╔══

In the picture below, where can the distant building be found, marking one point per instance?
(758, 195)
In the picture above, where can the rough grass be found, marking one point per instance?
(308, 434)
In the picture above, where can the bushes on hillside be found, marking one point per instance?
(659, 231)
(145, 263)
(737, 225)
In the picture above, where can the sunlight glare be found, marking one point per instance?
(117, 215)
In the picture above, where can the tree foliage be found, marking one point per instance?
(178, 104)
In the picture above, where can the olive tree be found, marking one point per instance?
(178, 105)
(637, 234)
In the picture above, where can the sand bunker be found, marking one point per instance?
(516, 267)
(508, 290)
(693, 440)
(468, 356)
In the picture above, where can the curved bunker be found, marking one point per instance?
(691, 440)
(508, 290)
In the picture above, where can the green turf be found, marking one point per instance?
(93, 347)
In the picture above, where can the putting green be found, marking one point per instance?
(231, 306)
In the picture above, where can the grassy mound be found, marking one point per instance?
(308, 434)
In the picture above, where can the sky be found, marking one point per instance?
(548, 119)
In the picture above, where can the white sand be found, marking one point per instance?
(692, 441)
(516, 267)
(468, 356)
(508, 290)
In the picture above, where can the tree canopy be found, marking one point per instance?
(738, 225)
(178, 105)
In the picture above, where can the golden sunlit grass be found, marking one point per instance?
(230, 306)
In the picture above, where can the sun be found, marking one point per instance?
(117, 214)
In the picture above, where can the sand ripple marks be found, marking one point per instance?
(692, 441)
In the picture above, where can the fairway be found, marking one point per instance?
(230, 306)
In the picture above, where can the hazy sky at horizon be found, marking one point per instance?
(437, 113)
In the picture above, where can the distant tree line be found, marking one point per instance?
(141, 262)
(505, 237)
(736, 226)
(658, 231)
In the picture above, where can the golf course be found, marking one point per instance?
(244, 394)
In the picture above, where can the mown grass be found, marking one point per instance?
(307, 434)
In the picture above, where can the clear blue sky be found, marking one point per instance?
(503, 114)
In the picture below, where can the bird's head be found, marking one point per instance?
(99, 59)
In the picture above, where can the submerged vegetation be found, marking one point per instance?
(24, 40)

╚══

_EXERCISE_
Please output every record exactly as it appears.

_REPLY_
In the picture below, where can the distant building be found, marking one point per instance?
(758, 195)
In the picture above, where can the rough grass be found, marking one point per instance?
(308, 434)
In the picture above, where can the bushes on hillside be found, marking one point per instance?
(659, 231)
(145, 263)
(737, 225)
In the picture above, where can the sunlight glare be found, marking one point per instance?
(117, 215)
In the picture above, where can the tree foliage be found, marking one point per instance?
(178, 104)
In the picture above, where can the olive tree be found, marking one point per instance?
(178, 105)
(637, 234)
In the picture above, where can the sand bunker be found, marking one point per instance?
(516, 267)
(508, 290)
(693, 440)
(468, 356)
In the picture above, where can the curved bunker be found, marking one point per instance?
(691, 440)
(508, 290)
In the picture above, where can the green turf be found, marking one point per instance?
(93, 347)
In the picture above, where can the putting green be found, marking one point per instance?
(231, 306)
In the picture above, where can the grassy mound be found, marking one point per instance?
(308, 434)
In the picture above, where can the sky be found, marking one point per instance?
(548, 119)
In the picture above, where can the white sand be found, marking one point per instance?
(692, 441)
(516, 267)
(468, 356)
(508, 290)
In the picture above, where can the tree canopy be found, marking one point per instance?
(738, 225)
(178, 105)
In the picture above, where can the golden sunlit grass be found, marking one point per instance?
(230, 306)
In the picture above, where can the sun be found, marking one point per instance?
(117, 214)
In the picture above, where can the sand ripple marks be found, marking one point per instance?
(692, 441)
In the picture above, where can the fairway be found, marking one point per instance?
(230, 306)
In the picture above, where can the hazy sky at horizon be found, marking one point per instance?
(437, 113)
In the picture above, where can the distant tree line be found, marking one point per instance?
(141, 262)
(505, 237)
(736, 226)
(658, 231)
In the picture above, where can the golf course be found, marking one point per instance?
(244, 394)
In the picture above, where can the mown grass be found, marking one point per instance?
(307, 434)
In the picture above, where can the clear blue sky be found, marking one point per instance?
(503, 114)
In the picture below, where can the bird's head be found, marking one point per instance?
(99, 59)
In the picture above, where can the submerged vegetation be found, marking one point per instance?
(24, 40)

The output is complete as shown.